# Work to be completed
Go through the data and retrieve each line that includes the string "road".

# Data for analysis
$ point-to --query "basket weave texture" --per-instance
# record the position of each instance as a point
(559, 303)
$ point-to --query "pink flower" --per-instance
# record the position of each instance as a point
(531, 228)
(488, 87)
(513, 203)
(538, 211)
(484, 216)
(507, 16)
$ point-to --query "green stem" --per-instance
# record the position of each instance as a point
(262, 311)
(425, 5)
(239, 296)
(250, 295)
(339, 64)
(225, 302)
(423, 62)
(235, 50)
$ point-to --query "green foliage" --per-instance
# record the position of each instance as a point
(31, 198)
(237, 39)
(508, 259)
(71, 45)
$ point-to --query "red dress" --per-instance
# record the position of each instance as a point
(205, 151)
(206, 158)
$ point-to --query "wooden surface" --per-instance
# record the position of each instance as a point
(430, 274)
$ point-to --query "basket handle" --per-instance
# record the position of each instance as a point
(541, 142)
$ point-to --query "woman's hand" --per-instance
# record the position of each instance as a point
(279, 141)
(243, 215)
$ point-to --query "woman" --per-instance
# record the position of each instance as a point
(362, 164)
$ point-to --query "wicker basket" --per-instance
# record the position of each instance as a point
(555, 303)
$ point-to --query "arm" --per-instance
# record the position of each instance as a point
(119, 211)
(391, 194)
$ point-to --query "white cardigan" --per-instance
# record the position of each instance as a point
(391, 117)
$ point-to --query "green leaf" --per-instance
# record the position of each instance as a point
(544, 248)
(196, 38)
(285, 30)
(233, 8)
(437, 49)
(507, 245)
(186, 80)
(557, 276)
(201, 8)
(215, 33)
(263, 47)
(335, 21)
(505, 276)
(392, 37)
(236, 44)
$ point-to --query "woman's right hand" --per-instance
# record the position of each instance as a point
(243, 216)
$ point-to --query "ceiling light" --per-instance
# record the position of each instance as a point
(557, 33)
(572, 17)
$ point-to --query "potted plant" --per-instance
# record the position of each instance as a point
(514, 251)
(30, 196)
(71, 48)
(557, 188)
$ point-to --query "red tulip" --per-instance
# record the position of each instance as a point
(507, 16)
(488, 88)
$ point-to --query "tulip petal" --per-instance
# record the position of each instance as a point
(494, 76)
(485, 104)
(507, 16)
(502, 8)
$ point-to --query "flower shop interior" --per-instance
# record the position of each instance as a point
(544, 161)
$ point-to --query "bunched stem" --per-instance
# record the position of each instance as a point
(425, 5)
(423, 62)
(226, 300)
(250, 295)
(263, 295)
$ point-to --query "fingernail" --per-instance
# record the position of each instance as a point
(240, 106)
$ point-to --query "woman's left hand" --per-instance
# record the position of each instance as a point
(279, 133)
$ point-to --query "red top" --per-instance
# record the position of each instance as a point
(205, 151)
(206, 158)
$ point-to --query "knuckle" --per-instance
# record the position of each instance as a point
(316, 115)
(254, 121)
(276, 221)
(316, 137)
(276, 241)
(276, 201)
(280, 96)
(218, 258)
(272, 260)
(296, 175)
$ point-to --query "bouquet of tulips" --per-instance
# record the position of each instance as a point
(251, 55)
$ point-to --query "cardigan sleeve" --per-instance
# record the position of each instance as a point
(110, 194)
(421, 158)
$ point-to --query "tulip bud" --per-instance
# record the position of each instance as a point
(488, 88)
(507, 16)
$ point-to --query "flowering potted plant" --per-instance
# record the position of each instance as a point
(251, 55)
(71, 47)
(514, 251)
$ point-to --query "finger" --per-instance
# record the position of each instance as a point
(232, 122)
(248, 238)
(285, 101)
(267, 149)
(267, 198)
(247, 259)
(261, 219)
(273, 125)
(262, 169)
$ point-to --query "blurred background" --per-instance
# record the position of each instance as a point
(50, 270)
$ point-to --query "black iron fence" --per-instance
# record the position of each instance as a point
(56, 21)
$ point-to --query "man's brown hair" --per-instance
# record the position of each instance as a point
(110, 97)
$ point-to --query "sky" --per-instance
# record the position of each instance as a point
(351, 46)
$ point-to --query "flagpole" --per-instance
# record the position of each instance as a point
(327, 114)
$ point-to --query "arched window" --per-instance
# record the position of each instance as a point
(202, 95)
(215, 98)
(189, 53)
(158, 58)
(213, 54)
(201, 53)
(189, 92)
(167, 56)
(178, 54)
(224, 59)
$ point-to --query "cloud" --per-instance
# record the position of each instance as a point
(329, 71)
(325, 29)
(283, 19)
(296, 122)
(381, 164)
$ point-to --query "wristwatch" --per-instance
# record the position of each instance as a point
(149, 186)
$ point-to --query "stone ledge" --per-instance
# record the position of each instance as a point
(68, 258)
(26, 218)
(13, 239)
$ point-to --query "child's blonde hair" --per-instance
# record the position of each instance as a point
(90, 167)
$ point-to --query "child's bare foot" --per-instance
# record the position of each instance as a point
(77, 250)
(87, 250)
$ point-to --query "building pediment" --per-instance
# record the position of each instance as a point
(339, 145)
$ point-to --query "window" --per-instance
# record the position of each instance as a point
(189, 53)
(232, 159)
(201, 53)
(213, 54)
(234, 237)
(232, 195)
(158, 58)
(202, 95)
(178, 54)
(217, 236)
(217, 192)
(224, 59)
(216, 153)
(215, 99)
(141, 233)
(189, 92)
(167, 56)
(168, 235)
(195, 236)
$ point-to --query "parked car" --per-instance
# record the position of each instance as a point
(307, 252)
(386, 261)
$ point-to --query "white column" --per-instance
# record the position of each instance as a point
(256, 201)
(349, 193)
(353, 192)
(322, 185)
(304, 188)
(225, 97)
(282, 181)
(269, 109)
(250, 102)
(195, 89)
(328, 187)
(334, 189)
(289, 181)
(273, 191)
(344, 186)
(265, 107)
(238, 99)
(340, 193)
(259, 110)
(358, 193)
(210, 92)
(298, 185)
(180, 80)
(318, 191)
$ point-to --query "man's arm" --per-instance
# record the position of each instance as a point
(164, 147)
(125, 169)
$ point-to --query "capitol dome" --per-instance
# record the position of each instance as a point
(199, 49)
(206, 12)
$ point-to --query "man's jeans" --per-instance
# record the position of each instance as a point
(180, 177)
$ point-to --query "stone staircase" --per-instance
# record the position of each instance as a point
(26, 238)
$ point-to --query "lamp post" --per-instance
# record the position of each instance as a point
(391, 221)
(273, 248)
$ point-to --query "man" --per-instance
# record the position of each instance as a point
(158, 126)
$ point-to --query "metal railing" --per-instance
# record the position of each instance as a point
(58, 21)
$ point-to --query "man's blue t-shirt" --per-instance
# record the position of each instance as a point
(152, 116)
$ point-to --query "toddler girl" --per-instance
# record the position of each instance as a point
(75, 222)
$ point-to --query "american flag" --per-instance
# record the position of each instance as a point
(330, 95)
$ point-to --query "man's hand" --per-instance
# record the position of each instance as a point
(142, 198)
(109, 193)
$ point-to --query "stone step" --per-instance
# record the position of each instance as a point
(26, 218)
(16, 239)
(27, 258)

---

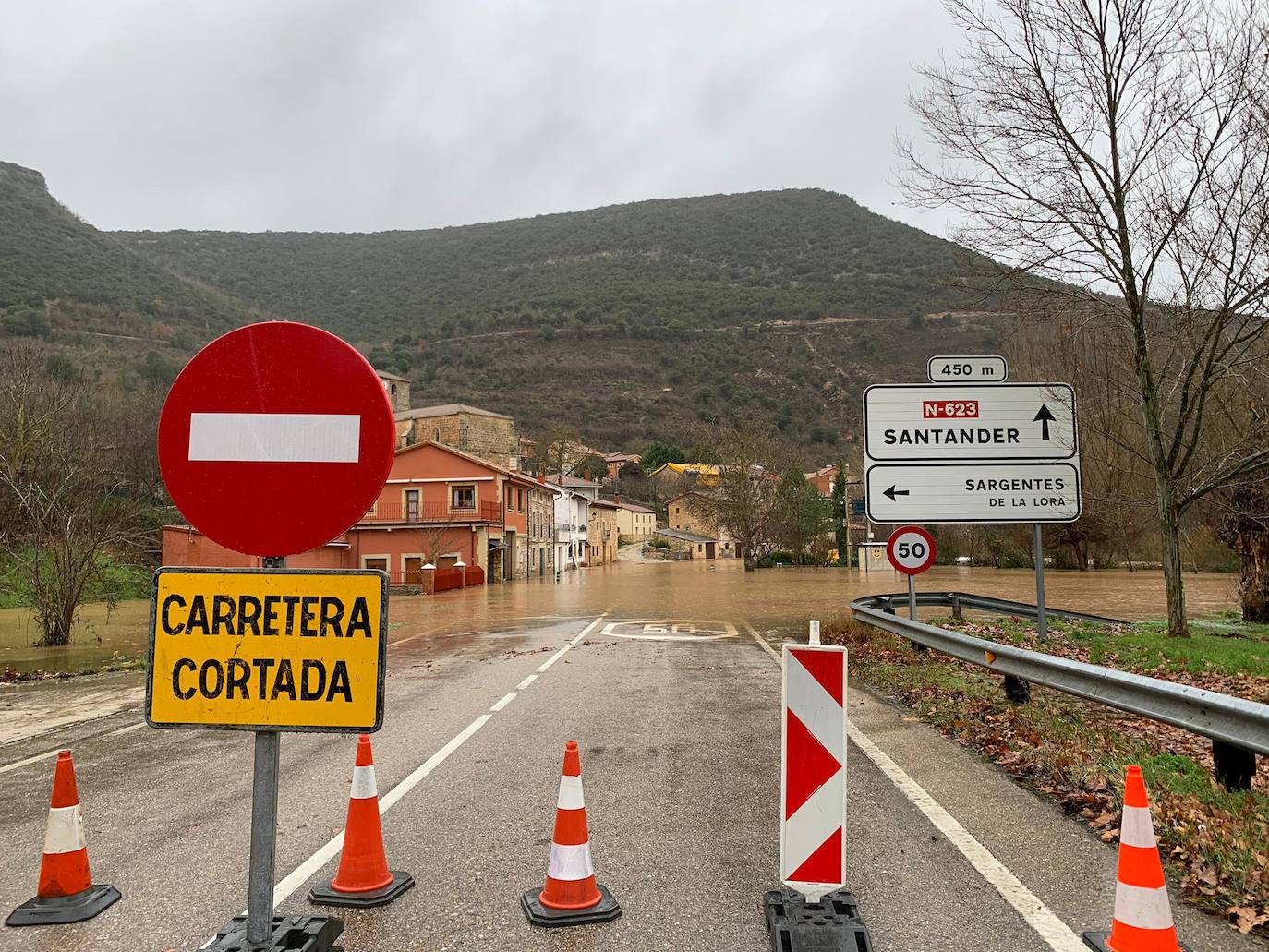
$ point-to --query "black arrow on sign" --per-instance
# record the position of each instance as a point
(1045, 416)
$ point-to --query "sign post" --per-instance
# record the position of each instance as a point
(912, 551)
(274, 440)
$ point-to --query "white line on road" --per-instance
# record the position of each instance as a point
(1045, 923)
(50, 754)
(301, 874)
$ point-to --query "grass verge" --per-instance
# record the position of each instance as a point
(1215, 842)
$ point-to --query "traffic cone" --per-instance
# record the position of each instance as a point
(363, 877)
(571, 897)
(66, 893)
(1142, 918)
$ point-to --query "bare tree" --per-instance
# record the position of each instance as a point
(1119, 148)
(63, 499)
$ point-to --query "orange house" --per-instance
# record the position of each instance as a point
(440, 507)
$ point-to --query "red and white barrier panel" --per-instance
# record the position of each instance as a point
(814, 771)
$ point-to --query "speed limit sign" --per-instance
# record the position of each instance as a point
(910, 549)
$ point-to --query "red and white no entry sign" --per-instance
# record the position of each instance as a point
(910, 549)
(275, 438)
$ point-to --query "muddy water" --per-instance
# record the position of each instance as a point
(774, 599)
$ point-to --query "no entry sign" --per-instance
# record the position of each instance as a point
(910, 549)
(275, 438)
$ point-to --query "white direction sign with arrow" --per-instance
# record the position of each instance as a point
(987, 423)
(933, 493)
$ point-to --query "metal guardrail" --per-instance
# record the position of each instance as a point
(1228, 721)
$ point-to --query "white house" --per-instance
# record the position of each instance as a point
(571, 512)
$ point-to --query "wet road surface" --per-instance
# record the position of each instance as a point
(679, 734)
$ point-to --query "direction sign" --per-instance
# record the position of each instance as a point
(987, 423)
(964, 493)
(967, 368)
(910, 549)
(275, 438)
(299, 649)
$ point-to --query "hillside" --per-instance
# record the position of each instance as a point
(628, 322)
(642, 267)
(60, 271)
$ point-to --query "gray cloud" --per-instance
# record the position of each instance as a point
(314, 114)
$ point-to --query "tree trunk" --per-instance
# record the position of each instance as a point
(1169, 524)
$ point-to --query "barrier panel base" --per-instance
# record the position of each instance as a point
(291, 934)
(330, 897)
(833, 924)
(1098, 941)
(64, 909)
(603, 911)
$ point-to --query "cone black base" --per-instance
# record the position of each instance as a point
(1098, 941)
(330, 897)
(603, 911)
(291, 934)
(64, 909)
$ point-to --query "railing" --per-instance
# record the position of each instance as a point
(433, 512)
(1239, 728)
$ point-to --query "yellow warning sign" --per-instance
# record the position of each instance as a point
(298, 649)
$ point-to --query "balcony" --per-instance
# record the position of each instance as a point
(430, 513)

# Task response
$ point-to --query "white line on road" --per-instance
$ point-to --query "wet road surface" --per-instance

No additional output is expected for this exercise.